* start EXCERPTED PASSAGE *

And indeed, I found a draft application on my laptop from December 2018. So I submitted the application, and then two days later I found myself telling my boss that I’d applied, and so I wouldn’t be around from January to March. She said that I could take unpaid leave if I there was a 70% chance I would come back after… but nah, I’m ready for a new set of problems. And hopefully less work hours.
Mostly, I’m excited about not having a concrete job immediately – I’ve been working consistently for 10 years now. I’m excited about exploring ideas for what’s next; about working on things for their own sake, rather than because a company wants me to do them to make more money. We’ll see how long I can handle the self-directed-ness of it all, but it’s something that I’m hoping to get good at while at RC. I heard once that 12 weeks is long enough to build a good habit? Well, I’m hoping to return to Berlin in April with a handful of good habits.
Books, again!
2019 was the year I reconnected with Voracious Reader Fabian, who can’t put a book down once he’s into it. The highlights were, in no particular order:
- Deep Work, by Cal Newport. It’s a book about making space to do your most meaningful work. The author comes across as immensely smug and vaguely male-chauvinistic, so this book gets only a cautious recommendation. But his ideas are good, and they’ve shaped a lot about how I think about my own productivity.
- The Complete Books of Earthsea, by Ursula K. Le Guin. I lugged this 1000-page tome into a cafe down the road from my workplace and read it in my lunchbreak over about a month. Le Guin is one of those authors who can teach you something true about the universe by telling you a story about a different one. I’m inspired by how intentional she was about representation of people of color and women in her books (especially given the context of the 1960s, when she published the first book), and about the way she handles ideas about Good and Evil – namely, that both are in all of us, in tension and struggle. This is the sort of story I’d want to read to my kids one day.
- The Refusal of Work by David Frayne – case studies on people who are resisting the hamster wheel of paid employment, and imagination on what our relationship to work could look like.
- Similarly, Utopia for Realists, by Rutger Bregman. More dreaming about Universal Basic Income, shorter workweeks, and the examination of the purpose of work. Treat it as vision and imagination; there’s not much of a plan (indeed, how could you get a plan for all that into a book?) but I found it worth reading just to give me a scaffolding for my own values2.
- The Soul of a New Machine by Tracy Kidder. I thought this was HBO’s Silicon Valley-style parody about the development of a new computer in the 1980s, but then I was talking to my Dad about it, and it turns out it was about a real company and the book is reportage 🤯. It’s funny, engaging, accessible, and has characters you can fall in love with. An incredible case study about a feat of engineering in a specific organisation. I felt like it provided some good context into how we ended up with the American tech company culture that we have today.
- A General Theory of Oblivion, by José Eduardo Agualusa. A portrayal of connectedness and the Angolan Civil War, told from the perspective of a woman who stayed inside for the whole thing3.
Side projects! Blogging!
Yes! It’s all happening again!

* end EXCERPTED PASSAGE *
* start DATA RECORDS *

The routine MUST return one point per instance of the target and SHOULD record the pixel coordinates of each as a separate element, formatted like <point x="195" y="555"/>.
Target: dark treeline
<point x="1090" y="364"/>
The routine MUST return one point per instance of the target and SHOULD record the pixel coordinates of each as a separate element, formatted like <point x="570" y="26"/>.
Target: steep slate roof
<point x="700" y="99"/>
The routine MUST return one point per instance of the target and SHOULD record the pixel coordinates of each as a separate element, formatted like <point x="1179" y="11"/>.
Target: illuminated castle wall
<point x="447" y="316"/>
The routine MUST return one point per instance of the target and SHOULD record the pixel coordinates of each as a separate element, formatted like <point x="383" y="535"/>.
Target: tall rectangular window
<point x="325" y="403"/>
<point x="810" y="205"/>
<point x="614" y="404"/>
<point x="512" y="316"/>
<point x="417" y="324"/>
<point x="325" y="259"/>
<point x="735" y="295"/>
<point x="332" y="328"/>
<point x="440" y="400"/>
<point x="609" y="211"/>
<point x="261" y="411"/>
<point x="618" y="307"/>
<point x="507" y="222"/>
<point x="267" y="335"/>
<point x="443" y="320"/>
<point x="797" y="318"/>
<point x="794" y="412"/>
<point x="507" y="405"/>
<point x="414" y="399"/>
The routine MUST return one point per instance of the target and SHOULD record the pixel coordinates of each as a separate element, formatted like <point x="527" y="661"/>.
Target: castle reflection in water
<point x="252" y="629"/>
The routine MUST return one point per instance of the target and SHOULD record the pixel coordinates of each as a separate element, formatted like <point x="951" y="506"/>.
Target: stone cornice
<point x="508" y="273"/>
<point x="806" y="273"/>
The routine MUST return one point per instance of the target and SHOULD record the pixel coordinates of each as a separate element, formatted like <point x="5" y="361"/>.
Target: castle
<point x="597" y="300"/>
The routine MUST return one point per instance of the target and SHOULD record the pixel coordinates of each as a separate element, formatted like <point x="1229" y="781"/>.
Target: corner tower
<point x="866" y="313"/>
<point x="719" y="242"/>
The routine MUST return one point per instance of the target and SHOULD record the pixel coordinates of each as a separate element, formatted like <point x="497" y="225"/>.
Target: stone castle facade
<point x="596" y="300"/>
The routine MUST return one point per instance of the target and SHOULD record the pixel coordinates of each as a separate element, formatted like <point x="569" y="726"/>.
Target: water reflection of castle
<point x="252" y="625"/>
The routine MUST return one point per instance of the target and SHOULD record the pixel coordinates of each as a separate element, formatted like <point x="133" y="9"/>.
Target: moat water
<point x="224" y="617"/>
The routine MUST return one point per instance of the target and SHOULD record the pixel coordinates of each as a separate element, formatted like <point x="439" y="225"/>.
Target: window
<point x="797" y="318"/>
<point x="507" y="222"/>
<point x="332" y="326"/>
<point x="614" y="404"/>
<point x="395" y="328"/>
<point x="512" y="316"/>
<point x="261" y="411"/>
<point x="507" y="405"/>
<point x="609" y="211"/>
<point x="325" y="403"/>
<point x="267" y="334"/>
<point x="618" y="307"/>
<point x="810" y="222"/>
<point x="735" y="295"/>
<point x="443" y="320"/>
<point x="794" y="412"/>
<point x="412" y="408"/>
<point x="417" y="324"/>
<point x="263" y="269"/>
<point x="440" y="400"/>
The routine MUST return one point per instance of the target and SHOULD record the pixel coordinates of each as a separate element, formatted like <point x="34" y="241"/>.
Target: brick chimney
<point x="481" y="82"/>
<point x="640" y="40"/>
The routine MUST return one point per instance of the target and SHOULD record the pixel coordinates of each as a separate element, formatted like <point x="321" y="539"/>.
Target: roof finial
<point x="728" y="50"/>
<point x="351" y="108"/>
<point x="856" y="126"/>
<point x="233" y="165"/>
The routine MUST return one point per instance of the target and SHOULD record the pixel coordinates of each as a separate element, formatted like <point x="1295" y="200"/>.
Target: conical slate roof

* end DATA RECORDS *

TO-DO LIST
**1)** In the year-in-review post, switch "smug" to "confident" and give the passage starting at "2019 was the" and ending at "my own productivity.".
**2)** According to the year-in-review post, which book did the author read in a cafe during lunch breaks over about a month?
**3)** Please continue the year-in-review post from where it stops.

EXERCISE RESPONSES
**1)**
2019 was the year I reconnected with Voracious Reader Fabian, who can’t put a book down once he’s into it. The highlights were, in no particular order:
- Deep Work, by Cal Newport. It’s a book about making space to do your most meaningful work. The author comes across as immensely confident and vaguely male-chauvinistic, so this book gets only a cautious recommendation. But his ideas are good, and they’ve shaped a lot about how I think about my own productivity.

**2)** The Complete Books of Earthsea, by Ursula K. Le Guin.

**3)**
I got more into film photography, went hiking again, built some more bottle lamps, and released a small software utility named after a bird (and incidentally also after the whisky my Dad used to drink when I was a kid). I blogged about a surprising amount of it. I’m super excited to be blogging again; it’s a great way of clarifying my thoughts on things, and I really enjoy writing!
Looking forward
Ok, so what’s the plan for 2020?
First the obvious things; the continuations of all the things that are already in flight:
- Go to Recurse Center, deep dive into how digital cameras work probably (more on this in a future blog post)
- Figure out if I like being un/self-employed, or if I should go back to a normal job
- Get Permanent Residency in Germany
- Keep blogging about it all.
Now, all the less-obvious but more profoundly important things:
Building capacity for courage, or for giving fewer fucks
Repeatedly in 2019, I realised that my track record of caring too much about what people think of me is jeopardising my ability to live to my goals. I’m a case study of the bystander effect in that I never want to be seen as doing something out of ’line’, and given that I theoretically care about justice and equality and dismantling the patriarchy and diversity in my industry, I need to actively become not a bystander.
I realised this a lot at work, I think. I was happy to complain about the way changes to the promotion policies were made specifically because I felt like I had nothing to lose in doing so (the changes didn’t affect me). On the other hand, I was given responsibility over engineering hiring at some point, and I was super keen to instigate a bunch of changes to the way we did it – namely, make our interview process less strenuous and more people-focussed, on the basis that reducing your unjustified rejection rate is an important step in reducing hiring discrimination4. But, the repercussions of messing that up felt huge, and terrifying, and I didn’t have the guts to push the idea through, and so someone else took over, and the interview process moved in the opposite direction. Maybe if I had had more courage, we would’ve ended up with something more equitable.
In August, I read that white dudes are able to hire minority candidates without personal risk because we’re automatically assumed to know what we’re doing, and it stuck with me that if I’ve got the capital-P Privilege to not risk anything personally by advocating for diverse candidates than I’ve got a responsibility to exploit that. So, in 2020, I want to grow courage to take up space or be a pain in the ass or to basically just do the right thing without giving a crap about what other people are thinking about me.
Something about living more intentionally?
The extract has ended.